## [Textauszug]
Die Europäische Union wird erst im kommenden Jahr über ihren neuen Finanzrahmen bis zum Jahr 2020 entscheiden. Die EU-Staats- und Regierungschefs beendeten am Freitag ihre Beratungen auf einem Sondergipfel in Brüssel ohne Einigung, wie mehrere Diplomaten erklärten. Die Differenzen zwischen den Nettozahler- und den Empfängerstaaten erwiesen sich als unüberbrückbar. Zuletzt hatte es in den Beratungen Kritik etwa von Großbritannien, Schweden, den Niederlanden und Deutschland an dem Kompromissentwurf von EU-Ratspräsident Herman van Rompuy gegeben. Dieser sah für den siebenjährigen Finanzrahmen rund 1008 Milliarden Euro vor.
"Es ist vorbei", sagte ein in die Gespräche involvierter EU-Vertreter zu den Beratungen in Brüssel. Die Regierungschefs arbeiteten an einer Erklärung, wann sie an den Verhandlungstisch zurückkehren wollten und was die Ursache für die Sackgasse sei. Am Freitagmorgen hatte es zunächst zahlreiche bilaterale Treffen der Regierungschefs gegeben. Unter anderem trafen der französische Präsident Francois Hollande und Bundeskanzlerin Angela Merkel jeweils mit dem britischen Premierminister David Cameron zusammen. Merkel hatte bereits nach der Unterbrechung des Gipfels in der Nacht auf Freitag gesagt, es werde wohl ein zweites Treffen nötig werden. Auch Cameron und Österreichs Kanzler Werner Faymann hatten sich skeptisch gezeigt. Gut zwei Wochen vor der Verleihung des Friedensnobelpreises erreicht die Spaltung Europas damit einen neuen negativen Höhepunkt.
Anfang des Jahres werde soll ein Sondergipfel die Budgetfrage noch einmal debattierten. Diplomaten berichteten von „tiefsten Spaltungen“ zwischen den 27 Mitgliedstaaten. Die große Mehrheit von ihnen – vor allem aus dem Süden und Osten des Kontinents – stand hinter dem Vorschlag der EU-Kommission, der Ausgaben für den Siebes-Jahres-Zeitraum von 1,1 Billionen Euro vorsieht.
Nettozahlerländer wie Großbritannien, Deutschland oder die Niederlande wollten jedoch Kürzungen durchsetzen, die über den Kompromissvorschlag von Gipfelchef Herman Van Rompuy hinausgehen. Der Belgier hatte einen Rahmen von 1,01 Billionen Euro vorgeschlagen, das sind rund 80 Milliarden Euro weniger als die Kommission.

## [Material]
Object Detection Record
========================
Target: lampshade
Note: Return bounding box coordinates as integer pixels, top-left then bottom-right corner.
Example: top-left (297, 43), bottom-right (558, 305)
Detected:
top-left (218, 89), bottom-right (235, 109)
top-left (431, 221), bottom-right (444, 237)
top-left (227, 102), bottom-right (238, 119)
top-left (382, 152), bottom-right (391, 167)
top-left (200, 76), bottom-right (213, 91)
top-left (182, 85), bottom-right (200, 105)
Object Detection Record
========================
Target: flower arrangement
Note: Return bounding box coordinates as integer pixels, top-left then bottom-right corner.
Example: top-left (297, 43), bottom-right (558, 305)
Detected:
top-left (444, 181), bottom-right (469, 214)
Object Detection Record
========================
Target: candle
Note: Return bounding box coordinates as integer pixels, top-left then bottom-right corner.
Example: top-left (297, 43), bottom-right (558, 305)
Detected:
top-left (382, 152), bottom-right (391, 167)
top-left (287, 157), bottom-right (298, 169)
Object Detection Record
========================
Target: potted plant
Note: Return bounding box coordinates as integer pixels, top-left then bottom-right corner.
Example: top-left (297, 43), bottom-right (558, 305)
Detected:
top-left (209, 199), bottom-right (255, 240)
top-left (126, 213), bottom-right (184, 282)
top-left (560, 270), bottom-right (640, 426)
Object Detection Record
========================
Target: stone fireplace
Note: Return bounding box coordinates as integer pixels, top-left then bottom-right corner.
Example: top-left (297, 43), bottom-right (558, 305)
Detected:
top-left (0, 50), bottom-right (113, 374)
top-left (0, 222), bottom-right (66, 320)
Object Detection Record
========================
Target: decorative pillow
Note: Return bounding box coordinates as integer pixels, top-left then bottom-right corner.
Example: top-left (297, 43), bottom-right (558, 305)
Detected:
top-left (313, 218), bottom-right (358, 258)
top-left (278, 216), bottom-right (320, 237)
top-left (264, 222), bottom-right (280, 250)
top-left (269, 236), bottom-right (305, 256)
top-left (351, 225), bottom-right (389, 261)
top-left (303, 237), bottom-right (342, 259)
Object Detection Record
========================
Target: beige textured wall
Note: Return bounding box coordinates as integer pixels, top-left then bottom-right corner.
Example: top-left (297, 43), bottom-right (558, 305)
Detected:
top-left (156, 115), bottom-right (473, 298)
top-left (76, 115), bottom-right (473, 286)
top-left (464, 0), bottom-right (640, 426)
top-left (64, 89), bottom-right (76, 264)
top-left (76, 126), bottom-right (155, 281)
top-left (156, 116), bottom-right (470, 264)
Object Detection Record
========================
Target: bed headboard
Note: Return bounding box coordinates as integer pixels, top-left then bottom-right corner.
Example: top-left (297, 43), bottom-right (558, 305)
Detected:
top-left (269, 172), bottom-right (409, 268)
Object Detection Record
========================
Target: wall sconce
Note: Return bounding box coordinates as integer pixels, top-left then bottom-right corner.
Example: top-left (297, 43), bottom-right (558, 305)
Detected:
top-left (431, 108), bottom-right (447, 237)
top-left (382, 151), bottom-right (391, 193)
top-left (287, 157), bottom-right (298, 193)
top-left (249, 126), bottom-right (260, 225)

## [Aufgabe 1]
Gib aus dem Textauszug zum EU-Haushaltsgipfel alles von „Anfang des Jahres“ bis hinunter zu „als die Kommission.“ wörtlich wieder.
## [Aufgabe 2]
Schreib den Textauszug zum EU-Haushaltsgipfel im Anschluss an seinen letzten Satz weiter.

## [Ergebnis 1]
Anfang des Jahres werde soll ein Sondergipfel die Budgetfrage noch einmal debattierten. Diplomaten berichteten von „tiefsten Spaltungen“ zwischen den 27 Mitgliedstaaten. Die große Mehrheit von ihnen – vor allem aus dem Süden und Osten des Kontinents – stand hinter dem Vorschlag der EU-Kommission, der Ausgaben für den Siebes-Jahres-Zeitraum von 1,1 Billionen Euro vorsieht.
Nettozahlerländer wie Großbritannien, Deutschland oder die Niederlande wollten jedoch Kürzungen durchsetzen, die über den Kompromissvorschlag von Gipfelchef Herman Van Rompuy hinausgehen. Der Belgier hatte einen Rahmen von 1,01 Billionen Euro vorgeschlagen, das sind rund 80 Milliarden Euro weniger als die Kommission.

## [Ergebnis 2]
Überraschend kam das Scheitern des Gipfels nicht. Bereits in der Vorwoche blockierten die Staats- und Regierungschefs den Nachtragshaushalt für 2012. Das Pikante: Gestritten wird nicht in erster Linie ums Geld, wie man glauben könnte, sondern ums Prinzip. Berthold Busch, Senior Economist im Arbeitsbereich "Europäische Integration" beim Institut der deutschen Wirtschaft Köln, bescheinigte der EU-Kommission im Gespräch mit WirtschaftsWoche Online eine "Ausgabenentwicklung mit Augenmaß". Er erklärt: "Beim Finanzrahmen 2006 bis 2013 wollte die Kommission richtig in die Vollen greifen. Das ging daneben. Demgegenüber sind die aktuellen Forderungen relativ moderat."
Europa ist längst nicht mehr handlungsfähig
Das scheinen auch die Mitgliedsstaaten so zu sehen: Ihre Gegenvorschläge zum Budgetplan der EU-Kommission weichen nur minimal von dem Brüsseler Entwurf ab. Während die EU-Kommission einen Haushalt von 1,08 Prozent der EU-Wirtschaftsleistung vorgelegt hatte, fordert Deutschland als Anführer der Nettozahler 1,00 Prozent und Großbritannien ein Einfrieren auf dem aktuellen Niveau – unabhängig vom Wirtschaftswachstum der Mitgliedstaaten.
Der Unterschied für Großbritannien ist bei allen drei Varianten denkbar gering, hat John Springford vom Centre for European Reform in London errechnet. Nach dem deutschen Vorschlag müssten die Briten im Jahr 500 Millionen Pfund mehr nach Brüssel überweisen als bisher, nach dem Kommissionsplan 690 Millionen Pfund zusätzlich. „Das sind 0,03 Prozent des Bruttoinlandsprodukt“, sagt Springford, „genauso viel wie England und Wales im Jahr für den Küstenschutz ausgeben.“
Wofür die EU Geld ausgeben will
Mit 490 Milliarden Euro ist die Förderung des nachhaltigen Wachstums der größte Posten in den Budgetvorschlägen der EU-Kommission für die Jahre 2014 bis 2020. Im Vergleich zur aktuellen Haushaltsperiode entspricht das einem Zuwachs von zwölf Prozent.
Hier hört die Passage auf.